TASK REQUIREMENTS: Arrange every line of the data below as a numbered list, leaving out blank lines.

[Pointing entries for named objects]
--- start ---

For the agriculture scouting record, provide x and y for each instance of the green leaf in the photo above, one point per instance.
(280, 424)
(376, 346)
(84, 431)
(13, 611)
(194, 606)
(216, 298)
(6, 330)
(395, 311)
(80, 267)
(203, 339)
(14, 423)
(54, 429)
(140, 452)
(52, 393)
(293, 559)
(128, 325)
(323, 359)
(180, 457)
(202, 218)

--- end ---

SOLUTION BELOW:
1. For the agriculture scouting record, provide x and y for each instance of the green leaf in the photo above, one point per instance.
2. (280, 424)
3. (376, 346)
4. (84, 431)
5. (13, 611)
6. (194, 606)
7. (216, 298)
8. (6, 330)
9. (395, 311)
10. (80, 267)
11. (203, 339)
12. (14, 423)
13. (54, 429)
14. (140, 452)
15. (52, 393)
16. (293, 559)
17. (128, 325)
18. (323, 359)
19. (180, 457)
20. (202, 218)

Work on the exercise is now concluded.